WHAT IS ASKED
Reproduce the records below word for word, leaving out the pictures.

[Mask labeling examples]
==========
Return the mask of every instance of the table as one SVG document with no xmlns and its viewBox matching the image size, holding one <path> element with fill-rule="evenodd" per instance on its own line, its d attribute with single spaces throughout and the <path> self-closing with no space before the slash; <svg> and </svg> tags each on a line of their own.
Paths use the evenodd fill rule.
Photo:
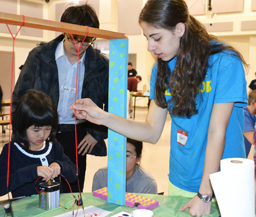
<svg viewBox="0 0 256 217">
<path fill-rule="evenodd" d="M 135 97 L 134 98 L 134 108 L 133 108 L 133 118 L 135 118 L 135 106 L 136 105 L 136 98 L 137 97 L 142 97 L 141 99 L 142 98 L 145 98 L 145 97 L 148 97 L 148 102 L 149 102 L 149 96 L 144 96 L 144 95 L 139 95 L 137 94 L 133 94 L 132 95 L 133 97 Z M 138 99 L 137 99 L 138 100 Z"/>
<path fill-rule="evenodd" d="M 74 195 L 77 197 L 78 194 L 78 193 L 75 193 Z M 183 212 L 178 210 L 178 209 L 187 203 L 189 198 L 183 197 L 172 197 L 144 193 L 136 193 L 136 195 L 159 201 L 159 206 L 152 209 L 154 212 L 154 217 L 191 217 L 188 213 L 188 209 Z M 108 211 L 113 212 L 112 213 L 108 215 L 108 217 L 112 216 L 121 212 L 131 213 L 133 210 L 137 209 L 136 208 L 132 208 L 126 206 L 119 206 L 109 203 L 105 200 L 94 197 L 92 193 L 82 193 L 82 197 L 84 207 L 94 206 Z M 74 200 L 74 199 L 71 193 L 62 193 L 60 196 L 60 204 L 65 207 L 71 208 Z M 51 217 L 71 211 L 67 210 L 61 207 L 49 211 L 40 209 L 39 208 L 38 195 L 33 195 L 31 197 L 14 201 L 11 204 L 14 211 L 14 216 L 17 217 Z M 206 215 L 205 217 L 219 217 L 220 214 L 217 207 L 216 204 L 213 204 L 211 214 Z M 75 206 L 75 210 L 77 208 L 77 207 Z M 1 205 L 0 206 L 0 216 L 3 216 L 4 214 L 3 205 Z"/>
</svg>

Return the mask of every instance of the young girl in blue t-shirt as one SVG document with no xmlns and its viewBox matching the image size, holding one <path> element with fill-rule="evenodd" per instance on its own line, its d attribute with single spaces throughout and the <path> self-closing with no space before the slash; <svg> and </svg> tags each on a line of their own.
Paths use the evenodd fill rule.
<svg viewBox="0 0 256 217">
<path fill-rule="evenodd" d="M 10 144 L 8 190 L 9 144 L 0 155 L 0 196 L 8 191 L 11 192 L 13 197 L 37 194 L 36 187 L 38 189 L 39 183 L 54 179 L 60 183 L 56 178 L 60 173 L 69 182 L 75 181 L 75 165 L 55 139 L 58 122 L 58 113 L 51 98 L 42 91 L 27 91 L 13 117 L 15 139 Z"/>
<path fill-rule="evenodd" d="M 208 215 L 213 197 L 210 174 L 218 171 L 222 159 L 245 157 L 247 65 L 234 48 L 210 35 L 189 14 L 184 0 L 148 0 L 139 23 L 148 50 L 158 58 L 145 122 L 104 112 L 89 99 L 78 101 L 71 109 L 78 118 L 154 144 L 168 112 L 168 194 L 191 198 L 180 211 L 189 208 L 193 216 Z"/>
</svg>

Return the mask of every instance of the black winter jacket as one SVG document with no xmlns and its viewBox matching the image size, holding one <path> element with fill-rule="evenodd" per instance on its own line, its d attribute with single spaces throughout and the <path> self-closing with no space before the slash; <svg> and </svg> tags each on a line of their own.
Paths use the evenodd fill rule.
<svg viewBox="0 0 256 217">
<path fill-rule="evenodd" d="M 60 92 L 55 51 L 63 38 L 64 36 L 61 34 L 48 43 L 42 42 L 30 52 L 13 93 L 12 113 L 25 91 L 31 89 L 48 94 L 57 108 Z M 86 52 L 82 98 L 89 98 L 101 108 L 104 104 L 104 110 L 108 111 L 108 60 L 91 46 Z M 91 154 L 106 156 L 107 148 L 103 139 L 107 138 L 107 127 L 88 124 L 89 133 L 98 141 Z"/>
</svg>

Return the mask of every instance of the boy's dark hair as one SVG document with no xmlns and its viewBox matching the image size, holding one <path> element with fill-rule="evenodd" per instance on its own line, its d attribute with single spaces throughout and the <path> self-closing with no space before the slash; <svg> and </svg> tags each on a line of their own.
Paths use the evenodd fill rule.
<svg viewBox="0 0 256 217">
<path fill-rule="evenodd" d="M 100 28 L 100 22 L 95 10 L 87 3 L 67 8 L 61 16 L 61 22 Z M 92 38 L 92 42 L 95 39 Z"/>
<path fill-rule="evenodd" d="M 141 80 L 141 81 L 142 80 L 142 78 L 140 75 L 136 75 L 136 78 L 138 78 L 139 80 Z"/>
<path fill-rule="evenodd" d="M 3 101 L 3 91 L 2 90 L 2 87 L 0 86 L 0 114 L 2 113 L 3 111 L 3 104 L 2 101 Z"/>
<path fill-rule="evenodd" d="M 137 141 L 137 140 L 134 140 L 130 139 L 130 138 L 127 138 L 127 143 L 130 143 L 135 147 L 135 151 L 136 152 L 136 156 L 137 157 L 139 157 L 142 153 L 143 148 L 143 143 L 142 142 Z"/>
<path fill-rule="evenodd" d="M 51 126 L 49 140 L 53 142 L 58 124 L 58 112 L 50 97 L 42 91 L 31 89 L 26 91 L 17 105 L 12 122 L 13 132 L 15 138 L 30 149 L 27 130 L 30 126 Z"/>
</svg>

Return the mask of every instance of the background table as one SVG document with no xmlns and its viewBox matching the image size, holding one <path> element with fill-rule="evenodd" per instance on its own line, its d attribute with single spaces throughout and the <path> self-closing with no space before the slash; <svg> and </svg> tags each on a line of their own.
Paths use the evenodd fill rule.
<svg viewBox="0 0 256 217">
<path fill-rule="evenodd" d="M 74 194 L 76 197 L 78 196 L 78 193 Z M 189 198 L 158 195 L 142 193 L 136 193 L 136 195 L 159 201 L 159 206 L 152 209 L 154 212 L 154 217 L 191 217 L 188 213 L 188 209 L 182 212 L 178 210 L 178 209 L 187 203 Z M 135 207 L 132 208 L 126 206 L 119 206 L 109 203 L 105 200 L 94 197 L 92 193 L 82 193 L 82 197 L 84 207 L 94 206 L 108 211 L 113 212 L 112 213 L 108 215 L 108 217 L 121 212 L 131 213 L 132 210 L 137 209 Z M 60 204 L 69 208 L 72 207 L 74 201 L 74 199 L 71 193 L 62 193 L 60 196 Z M 38 195 L 33 195 L 31 197 L 14 201 L 11 204 L 14 215 L 17 217 L 51 217 L 71 211 L 67 210 L 61 207 L 49 211 L 40 209 L 39 208 Z M 82 208 L 82 207 L 80 207 L 80 208 Z M 75 210 L 77 208 L 77 207 L 75 206 Z M 3 216 L 4 214 L 3 205 L 1 205 L 0 206 L 0 216 Z M 205 216 L 219 217 L 220 215 L 217 205 L 214 204 L 213 204 L 211 214 Z"/>
</svg>

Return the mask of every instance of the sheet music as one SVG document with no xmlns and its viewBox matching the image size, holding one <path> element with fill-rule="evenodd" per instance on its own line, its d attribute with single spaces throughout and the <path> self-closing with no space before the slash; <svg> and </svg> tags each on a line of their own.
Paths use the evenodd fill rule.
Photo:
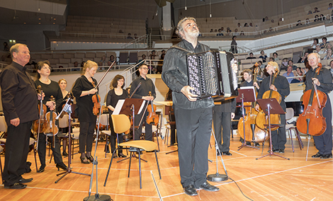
==========
CORRECT ANSWER
Return the mask of every instance of the table as one SVG document with no xmlns and its viewBox matching the image size, holding one <path> element with fill-rule="evenodd" per instance on its own line, its d attribute with single spaces throughout and the <path> self-closing with no space before the slash; <svg> and </svg> tags each on a line of their own.
Paths use the evenodd fill rule.
Photo:
<svg viewBox="0 0 256 217">
<path fill-rule="evenodd" d="M 135 97 L 134 98 L 134 108 L 133 108 L 133 118 L 135 118 L 135 106 L 136 105 L 136 98 L 137 97 L 142 97 L 141 99 L 142 98 L 145 98 L 145 97 L 148 97 L 148 102 L 149 102 L 149 96 L 144 96 L 144 95 L 139 95 L 137 94 L 133 94 L 132 95 L 133 97 Z M 138 99 L 137 99 L 138 100 Z"/>
<path fill-rule="evenodd" d="M 74 195 L 77 197 L 78 194 L 78 193 L 75 193 Z M 183 212 L 178 210 L 178 209 L 187 203 L 189 198 L 183 197 L 172 197 L 144 193 L 136 193 L 136 195 L 159 201 L 159 206 L 152 209 L 154 212 L 154 217 L 191 217 L 188 213 L 188 209 Z M 108 211 L 113 212 L 112 213 L 108 215 L 108 217 L 112 216 L 121 212 L 131 213 L 133 210 L 137 209 L 136 208 L 132 208 L 126 206 L 119 206 L 109 203 L 105 200 L 94 197 L 92 193 L 82 193 L 82 197 L 84 207 L 94 206 Z M 74 200 L 74 199 L 71 193 L 62 193 L 60 196 L 60 204 L 65 207 L 71 208 Z M 51 217 L 71 211 L 67 210 L 61 207 L 49 211 L 40 209 L 39 208 L 38 195 L 33 195 L 31 197 L 14 201 L 11 204 L 14 211 L 14 216 L 17 217 Z M 206 215 L 205 217 L 219 217 L 220 214 L 217 207 L 216 204 L 213 204 L 211 214 Z M 75 206 L 75 210 L 77 208 L 77 207 Z M 1 205 L 0 206 L 0 216 L 3 216 L 4 214 L 3 205 Z"/>
</svg>

Return the mask of every instance of the young girl in blue t-shirt as one SVG document with no xmlns and its viewBox matching the image size, holding one <path> element with fill-rule="evenodd" per instance on its own line, its d attribute with single spaces throughout and the <path> self-closing with no space before the slash; <svg> and </svg> tags each on a line of their own.
Paths use the evenodd fill rule.
<svg viewBox="0 0 256 217">
<path fill-rule="evenodd" d="M 10 144 L 8 190 L 9 144 L 0 155 L 0 196 L 8 191 L 11 192 L 13 197 L 37 194 L 36 187 L 38 189 L 39 183 L 54 179 L 60 183 L 56 178 L 60 173 L 69 182 L 75 181 L 75 165 L 55 139 L 58 122 L 58 113 L 51 98 L 42 91 L 27 91 L 13 117 L 15 139 Z"/>
<path fill-rule="evenodd" d="M 208 215 L 213 197 L 210 174 L 218 171 L 222 159 L 245 157 L 247 65 L 234 48 L 210 35 L 189 14 L 184 0 L 148 0 L 139 23 L 148 50 L 158 58 L 145 122 L 104 112 L 89 99 L 78 101 L 71 109 L 78 118 L 154 144 L 168 112 L 168 194 L 191 198 L 180 211 L 189 208 L 193 216 Z"/>
</svg>

Return the mask of every instance of the black winter jacket as one SVG document with no xmlns and its viewBox matching the image size, holding one <path> element with fill-rule="evenodd" per instance on its own line, its d attribute with single spaces throughout and the <path> self-closing with no space before the slash; <svg> and </svg> tags each on a line of their own.
Paths use the evenodd fill rule.
<svg viewBox="0 0 256 217">
<path fill-rule="evenodd" d="M 60 92 L 55 51 L 63 38 L 64 36 L 61 34 L 48 43 L 42 42 L 30 52 L 13 93 L 12 113 L 25 91 L 31 89 L 48 94 L 57 108 Z M 86 52 L 82 98 L 89 98 L 101 108 L 104 104 L 104 110 L 108 111 L 108 60 L 91 46 Z M 91 154 L 106 156 L 107 148 L 103 139 L 107 138 L 107 127 L 88 124 L 89 133 L 98 141 Z"/>
</svg>

Return the mask of every instance of the boy's dark hair as one SVG document with no xmlns and its viewBox matching the image size, holding one <path> element with fill-rule="evenodd" per instance on its own line, its d attribute with single spaces throughout and the <path> self-closing with no space before the slash; <svg> and </svg> tags each on a line of their own.
Paths use the evenodd fill rule.
<svg viewBox="0 0 256 217">
<path fill-rule="evenodd" d="M 100 28 L 100 22 L 95 10 L 87 3 L 67 8 L 61 16 L 61 22 Z M 92 38 L 92 42 L 95 39 Z"/>
<path fill-rule="evenodd" d="M 141 80 L 141 81 L 142 80 L 142 78 L 140 75 L 136 75 L 136 78 L 138 78 L 139 80 Z"/>
<path fill-rule="evenodd" d="M 3 101 L 3 91 L 2 90 L 2 87 L 0 86 L 0 114 L 2 113 L 3 111 L 3 104 L 2 101 Z"/>
<path fill-rule="evenodd" d="M 137 141 L 137 140 L 134 140 L 130 139 L 130 138 L 127 138 L 127 143 L 130 143 L 135 147 L 135 151 L 136 152 L 136 156 L 137 157 L 139 157 L 142 153 L 143 148 L 143 143 L 142 142 Z"/>
<path fill-rule="evenodd" d="M 51 126 L 49 140 L 53 142 L 58 124 L 58 112 L 50 97 L 42 91 L 31 89 L 26 91 L 17 105 L 12 122 L 13 132 L 15 138 L 30 149 L 27 130 L 30 126 Z"/>
</svg>

Return the mask of every instance of the background table as one SVG document with no xmlns and its viewBox matching the image size, holding one <path> element with fill-rule="evenodd" per instance on its own line, its d attribute with single spaces throughout and the <path> self-closing with no space before the slash; <svg> and </svg> tags each on a line of their own.
Paths use the evenodd fill rule.
<svg viewBox="0 0 256 217">
<path fill-rule="evenodd" d="M 74 194 L 76 197 L 78 196 L 78 193 Z M 189 198 L 158 195 L 142 193 L 136 193 L 136 195 L 159 201 L 159 206 L 152 209 L 154 212 L 154 217 L 191 217 L 188 213 L 188 209 L 182 212 L 178 210 L 178 209 L 187 203 Z M 135 207 L 132 208 L 126 206 L 119 206 L 109 203 L 105 200 L 94 197 L 92 193 L 82 193 L 82 197 L 84 207 L 94 206 L 108 211 L 113 212 L 112 213 L 108 215 L 108 217 L 121 212 L 131 213 L 132 210 L 137 209 Z M 60 204 L 69 208 L 72 207 L 74 201 L 74 199 L 71 193 L 62 193 L 60 196 Z M 38 195 L 33 195 L 31 197 L 14 201 L 11 204 L 14 215 L 17 217 L 51 217 L 71 211 L 67 210 L 61 207 L 49 211 L 40 209 L 39 208 Z M 82 208 L 82 207 L 80 207 L 80 208 Z M 75 210 L 77 208 L 77 207 L 75 206 Z M 3 216 L 4 214 L 3 205 L 1 205 L 0 206 L 0 216 Z M 205 216 L 219 217 L 220 215 L 217 205 L 214 204 L 213 204 L 211 214 Z"/>
</svg>

Return the mask of every instance of the sheet music as one SVG document with no xmlns and its viewBox matching the image size, holding one <path> element with fill-rule="evenodd" per instance on its own line, its d attribute with single spaces throughout and the <path> self-closing with no space before the slash; <svg> and </svg> tags each on a line of their own.
Paths use the evenodd fill rule.
Photo:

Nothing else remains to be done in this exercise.